··· DATA TO PROCESS
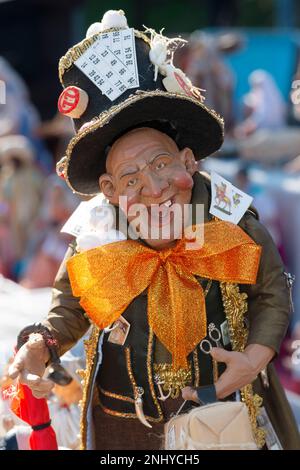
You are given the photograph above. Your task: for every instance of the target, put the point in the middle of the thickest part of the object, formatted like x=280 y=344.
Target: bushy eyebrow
x=159 y=155
x=128 y=173
x=133 y=172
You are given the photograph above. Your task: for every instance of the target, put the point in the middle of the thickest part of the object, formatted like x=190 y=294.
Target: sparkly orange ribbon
x=109 y=277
······
Copy every line of the records above word for word, leaving out the pictures.

> REPLY TO THE EXERCISE:
You are given the photograph above. Your task: for every instance of the target, put the point in the middle of the thickest part of the object, formatted like x=280 y=344.
Target: bushy eyebrow
x=159 y=155
x=128 y=173
x=133 y=172
You are given the photograph above. Your task: for every instance of the target, put the point in the middle of the thickest part of the object, formatted like x=190 y=294.
Target: sparkly orange ribbon
x=109 y=277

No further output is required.